- **Given request**
Print the range of lines that opens with the line containing "For every instance of the white cloud" and closes with the last line of the listing. Include both ends; print nothing more.

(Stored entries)
»»

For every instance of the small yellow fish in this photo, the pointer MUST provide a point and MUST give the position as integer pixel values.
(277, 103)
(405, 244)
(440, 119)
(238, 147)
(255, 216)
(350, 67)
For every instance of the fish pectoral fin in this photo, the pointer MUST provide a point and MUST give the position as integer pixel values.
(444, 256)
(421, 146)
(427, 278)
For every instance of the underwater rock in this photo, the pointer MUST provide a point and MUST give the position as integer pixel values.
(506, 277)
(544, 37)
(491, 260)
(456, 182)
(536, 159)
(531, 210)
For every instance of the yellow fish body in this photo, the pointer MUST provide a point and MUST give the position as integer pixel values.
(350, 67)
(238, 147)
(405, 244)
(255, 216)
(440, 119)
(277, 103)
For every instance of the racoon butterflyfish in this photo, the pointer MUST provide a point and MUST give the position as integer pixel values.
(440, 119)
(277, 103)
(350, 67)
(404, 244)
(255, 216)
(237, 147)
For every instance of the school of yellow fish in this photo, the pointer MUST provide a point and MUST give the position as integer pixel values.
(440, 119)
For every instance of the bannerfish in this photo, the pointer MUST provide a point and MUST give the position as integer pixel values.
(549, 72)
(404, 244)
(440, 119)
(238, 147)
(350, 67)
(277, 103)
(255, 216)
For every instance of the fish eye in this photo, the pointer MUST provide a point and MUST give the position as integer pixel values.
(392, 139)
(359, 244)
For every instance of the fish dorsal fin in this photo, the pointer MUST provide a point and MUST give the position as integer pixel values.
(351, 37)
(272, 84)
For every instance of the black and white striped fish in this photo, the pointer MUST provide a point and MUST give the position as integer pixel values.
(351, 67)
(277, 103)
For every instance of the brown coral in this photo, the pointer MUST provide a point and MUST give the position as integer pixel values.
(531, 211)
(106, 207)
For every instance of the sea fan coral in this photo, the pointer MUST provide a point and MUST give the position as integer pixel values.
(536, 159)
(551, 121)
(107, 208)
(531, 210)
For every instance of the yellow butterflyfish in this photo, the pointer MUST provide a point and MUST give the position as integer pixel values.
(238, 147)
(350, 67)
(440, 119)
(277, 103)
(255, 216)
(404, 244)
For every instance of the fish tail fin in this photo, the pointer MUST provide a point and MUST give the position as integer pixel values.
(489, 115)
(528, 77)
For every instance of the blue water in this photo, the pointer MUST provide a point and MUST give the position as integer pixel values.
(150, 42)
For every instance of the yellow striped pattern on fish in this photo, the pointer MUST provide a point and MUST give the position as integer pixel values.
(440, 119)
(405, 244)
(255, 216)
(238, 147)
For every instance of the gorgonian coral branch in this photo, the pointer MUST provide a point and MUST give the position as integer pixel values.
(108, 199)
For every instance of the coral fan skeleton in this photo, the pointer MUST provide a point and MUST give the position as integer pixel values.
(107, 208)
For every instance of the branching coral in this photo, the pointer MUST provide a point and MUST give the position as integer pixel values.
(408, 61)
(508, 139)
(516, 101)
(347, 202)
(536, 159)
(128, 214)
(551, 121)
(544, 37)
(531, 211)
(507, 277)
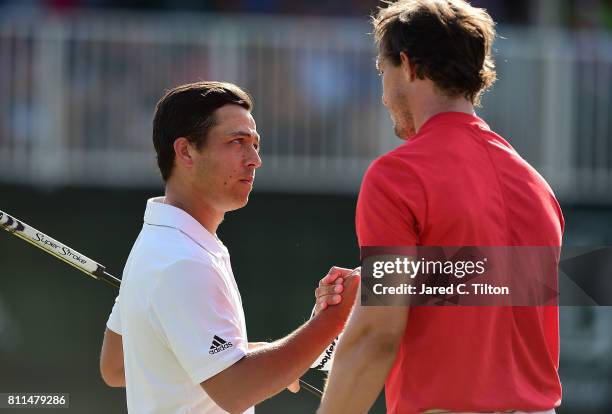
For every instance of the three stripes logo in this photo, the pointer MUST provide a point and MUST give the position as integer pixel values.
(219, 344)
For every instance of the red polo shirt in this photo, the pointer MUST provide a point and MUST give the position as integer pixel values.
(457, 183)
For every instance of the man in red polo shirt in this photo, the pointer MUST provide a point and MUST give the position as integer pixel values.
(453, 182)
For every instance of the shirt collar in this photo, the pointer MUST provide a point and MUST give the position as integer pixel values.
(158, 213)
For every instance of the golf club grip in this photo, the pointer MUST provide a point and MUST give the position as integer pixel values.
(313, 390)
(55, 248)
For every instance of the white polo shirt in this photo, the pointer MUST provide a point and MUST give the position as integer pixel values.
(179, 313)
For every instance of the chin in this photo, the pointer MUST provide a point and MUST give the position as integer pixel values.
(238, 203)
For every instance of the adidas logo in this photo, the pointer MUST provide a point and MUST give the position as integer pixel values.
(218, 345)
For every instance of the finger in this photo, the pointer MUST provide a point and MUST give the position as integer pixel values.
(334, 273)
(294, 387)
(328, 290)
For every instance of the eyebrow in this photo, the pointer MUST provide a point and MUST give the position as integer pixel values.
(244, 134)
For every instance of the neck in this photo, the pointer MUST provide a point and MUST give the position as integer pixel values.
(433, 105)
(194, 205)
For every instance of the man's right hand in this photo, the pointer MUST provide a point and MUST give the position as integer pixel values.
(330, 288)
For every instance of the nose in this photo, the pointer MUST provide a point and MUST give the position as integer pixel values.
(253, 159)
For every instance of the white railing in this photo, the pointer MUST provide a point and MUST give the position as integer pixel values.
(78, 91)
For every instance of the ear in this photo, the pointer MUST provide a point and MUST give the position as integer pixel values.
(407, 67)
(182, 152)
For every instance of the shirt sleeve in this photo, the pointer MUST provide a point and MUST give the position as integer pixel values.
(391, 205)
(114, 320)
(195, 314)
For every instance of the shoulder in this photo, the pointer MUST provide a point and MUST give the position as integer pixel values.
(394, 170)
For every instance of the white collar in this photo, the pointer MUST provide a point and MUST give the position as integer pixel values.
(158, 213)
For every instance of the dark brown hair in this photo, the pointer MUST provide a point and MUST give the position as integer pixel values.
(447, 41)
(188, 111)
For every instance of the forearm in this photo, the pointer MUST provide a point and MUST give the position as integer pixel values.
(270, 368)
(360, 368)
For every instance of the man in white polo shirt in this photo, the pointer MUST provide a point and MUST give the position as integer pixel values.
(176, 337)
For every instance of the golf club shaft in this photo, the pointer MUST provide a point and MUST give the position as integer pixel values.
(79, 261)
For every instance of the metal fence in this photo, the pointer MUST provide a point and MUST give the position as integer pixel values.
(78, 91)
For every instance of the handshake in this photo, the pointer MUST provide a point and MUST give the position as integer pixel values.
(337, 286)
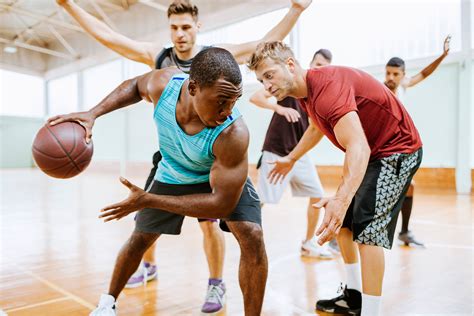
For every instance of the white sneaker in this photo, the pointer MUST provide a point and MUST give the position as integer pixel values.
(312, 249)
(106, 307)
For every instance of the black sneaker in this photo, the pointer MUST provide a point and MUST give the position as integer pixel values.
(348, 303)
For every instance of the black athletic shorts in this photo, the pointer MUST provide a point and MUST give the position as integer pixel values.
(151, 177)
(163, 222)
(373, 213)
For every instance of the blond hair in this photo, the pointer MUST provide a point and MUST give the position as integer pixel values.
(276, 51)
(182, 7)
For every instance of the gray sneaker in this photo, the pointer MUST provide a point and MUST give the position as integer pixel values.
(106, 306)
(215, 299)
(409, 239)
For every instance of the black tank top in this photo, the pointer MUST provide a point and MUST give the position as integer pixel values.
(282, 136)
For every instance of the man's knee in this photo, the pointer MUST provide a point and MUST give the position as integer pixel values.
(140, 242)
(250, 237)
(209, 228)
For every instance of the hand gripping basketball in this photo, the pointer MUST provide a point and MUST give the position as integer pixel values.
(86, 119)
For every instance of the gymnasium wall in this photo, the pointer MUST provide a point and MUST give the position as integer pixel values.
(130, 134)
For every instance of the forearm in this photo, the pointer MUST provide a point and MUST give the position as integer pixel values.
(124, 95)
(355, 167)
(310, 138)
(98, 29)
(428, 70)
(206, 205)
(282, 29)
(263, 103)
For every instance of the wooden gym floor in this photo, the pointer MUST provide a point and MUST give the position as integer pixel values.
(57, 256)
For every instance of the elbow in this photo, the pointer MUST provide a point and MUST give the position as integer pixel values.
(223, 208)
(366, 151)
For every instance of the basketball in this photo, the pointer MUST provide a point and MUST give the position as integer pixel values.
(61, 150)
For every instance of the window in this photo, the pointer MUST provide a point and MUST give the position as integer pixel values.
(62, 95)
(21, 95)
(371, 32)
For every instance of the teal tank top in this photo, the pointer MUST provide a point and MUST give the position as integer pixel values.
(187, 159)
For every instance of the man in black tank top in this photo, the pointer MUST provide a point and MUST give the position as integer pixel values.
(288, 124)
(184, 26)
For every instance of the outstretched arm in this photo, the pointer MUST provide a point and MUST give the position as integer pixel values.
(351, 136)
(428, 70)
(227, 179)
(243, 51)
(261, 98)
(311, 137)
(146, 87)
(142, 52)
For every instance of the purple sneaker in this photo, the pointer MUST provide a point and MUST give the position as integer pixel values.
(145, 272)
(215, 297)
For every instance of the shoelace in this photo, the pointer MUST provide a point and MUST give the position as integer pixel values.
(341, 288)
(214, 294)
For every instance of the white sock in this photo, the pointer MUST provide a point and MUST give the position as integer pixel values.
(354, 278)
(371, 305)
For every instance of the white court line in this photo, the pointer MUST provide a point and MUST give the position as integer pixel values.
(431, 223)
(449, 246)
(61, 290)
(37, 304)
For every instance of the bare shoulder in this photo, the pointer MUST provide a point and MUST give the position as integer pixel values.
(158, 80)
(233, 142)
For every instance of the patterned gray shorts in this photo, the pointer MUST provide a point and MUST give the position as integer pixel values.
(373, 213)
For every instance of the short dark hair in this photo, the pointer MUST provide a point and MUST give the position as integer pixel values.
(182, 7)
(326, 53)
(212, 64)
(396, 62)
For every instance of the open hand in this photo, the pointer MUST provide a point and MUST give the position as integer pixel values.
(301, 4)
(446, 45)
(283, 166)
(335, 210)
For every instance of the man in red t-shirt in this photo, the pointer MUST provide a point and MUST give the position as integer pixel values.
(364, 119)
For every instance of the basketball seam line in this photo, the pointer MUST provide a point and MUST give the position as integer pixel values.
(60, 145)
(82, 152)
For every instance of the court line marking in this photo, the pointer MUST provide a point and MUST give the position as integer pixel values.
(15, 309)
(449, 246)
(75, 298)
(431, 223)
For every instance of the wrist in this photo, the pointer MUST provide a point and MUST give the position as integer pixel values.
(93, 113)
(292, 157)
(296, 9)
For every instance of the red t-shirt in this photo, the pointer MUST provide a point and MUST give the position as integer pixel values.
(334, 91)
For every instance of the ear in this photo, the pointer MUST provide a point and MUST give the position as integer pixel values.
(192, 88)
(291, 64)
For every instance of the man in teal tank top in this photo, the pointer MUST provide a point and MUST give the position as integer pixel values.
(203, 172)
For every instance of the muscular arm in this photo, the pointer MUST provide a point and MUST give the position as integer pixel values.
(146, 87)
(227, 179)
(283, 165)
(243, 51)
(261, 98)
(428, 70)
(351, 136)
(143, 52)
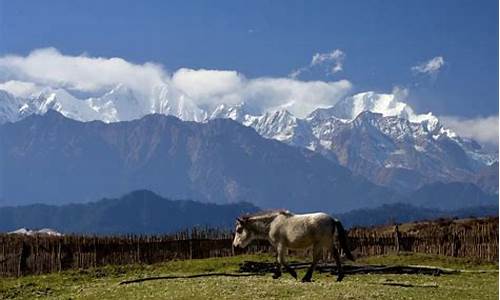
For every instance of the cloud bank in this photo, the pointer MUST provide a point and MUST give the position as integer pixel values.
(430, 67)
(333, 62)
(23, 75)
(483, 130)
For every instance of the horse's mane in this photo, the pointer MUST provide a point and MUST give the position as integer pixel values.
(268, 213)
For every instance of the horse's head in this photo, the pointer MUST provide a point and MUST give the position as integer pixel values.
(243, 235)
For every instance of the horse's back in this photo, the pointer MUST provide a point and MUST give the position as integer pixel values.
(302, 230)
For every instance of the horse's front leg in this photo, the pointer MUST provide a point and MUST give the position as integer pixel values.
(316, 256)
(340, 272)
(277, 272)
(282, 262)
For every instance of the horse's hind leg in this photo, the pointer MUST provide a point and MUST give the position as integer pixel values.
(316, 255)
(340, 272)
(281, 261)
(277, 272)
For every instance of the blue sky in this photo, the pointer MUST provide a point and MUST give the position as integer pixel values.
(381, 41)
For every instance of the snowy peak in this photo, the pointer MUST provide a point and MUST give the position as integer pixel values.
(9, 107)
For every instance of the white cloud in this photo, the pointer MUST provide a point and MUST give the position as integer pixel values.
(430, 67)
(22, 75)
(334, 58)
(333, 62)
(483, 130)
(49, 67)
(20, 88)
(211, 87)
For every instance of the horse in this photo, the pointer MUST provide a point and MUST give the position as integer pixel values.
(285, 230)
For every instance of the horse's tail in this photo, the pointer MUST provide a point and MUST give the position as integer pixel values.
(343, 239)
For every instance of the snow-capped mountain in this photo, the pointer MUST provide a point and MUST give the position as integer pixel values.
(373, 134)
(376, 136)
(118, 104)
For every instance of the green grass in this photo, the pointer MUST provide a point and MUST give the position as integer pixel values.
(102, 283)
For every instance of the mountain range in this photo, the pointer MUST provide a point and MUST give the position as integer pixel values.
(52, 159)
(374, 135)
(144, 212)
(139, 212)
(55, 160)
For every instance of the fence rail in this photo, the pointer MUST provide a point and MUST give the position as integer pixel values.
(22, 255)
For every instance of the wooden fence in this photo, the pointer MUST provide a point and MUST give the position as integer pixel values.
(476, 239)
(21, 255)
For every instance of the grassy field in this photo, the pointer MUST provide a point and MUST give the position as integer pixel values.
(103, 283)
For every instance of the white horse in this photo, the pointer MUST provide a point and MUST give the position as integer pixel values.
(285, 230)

««

- **Correct response**
For every instance of the white cloud in this photo, the pointer MUST provide a point and MUST give the position as integer pixel values.
(430, 67)
(22, 75)
(334, 58)
(333, 62)
(483, 130)
(49, 67)
(20, 88)
(211, 87)
For every instance of the horse in this photo, the pointer MUST provide a point and MUST give the position as integer pixel values.
(285, 230)
For every instance of the horse's tail in this photo, the pointer MUST provide a point and MUST give the position as integer pixel values.
(343, 239)
For every instance of the snow-capped mountain in this photo, the pointer MUST provide a point and MUST give the position as integer pixel values.
(373, 134)
(376, 136)
(118, 104)
For every instance of the green grass in this photo, the pointer MUST provide a point and MUST give the position as integer pixel values.
(102, 283)
For every instance of the mountain range in this photo, the pointer MUST provide a point and MUST give the position as integer pixel values.
(52, 159)
(374, 135)
(144, 212)
(139, 212)
(55, 160)
For every instance of the fence rail in this photo, the pointer MUST provide a point and MUST give the position as integer pixel values.
(22, 255)
For every instance of the wooden fence in this photo, the pointer MUST provide a point and MUST give the position as integer pixel values.
(476, 239)
(21, 255)
For every instance of the grassy field in this photo, the pointer MUST provide a point and MUST give the position as integer pixel values.
(103, 283)
For every instance of the white horse in this photo, the pointer MUST provide a point and MUST give the position as integer pixel values.
(285, 230)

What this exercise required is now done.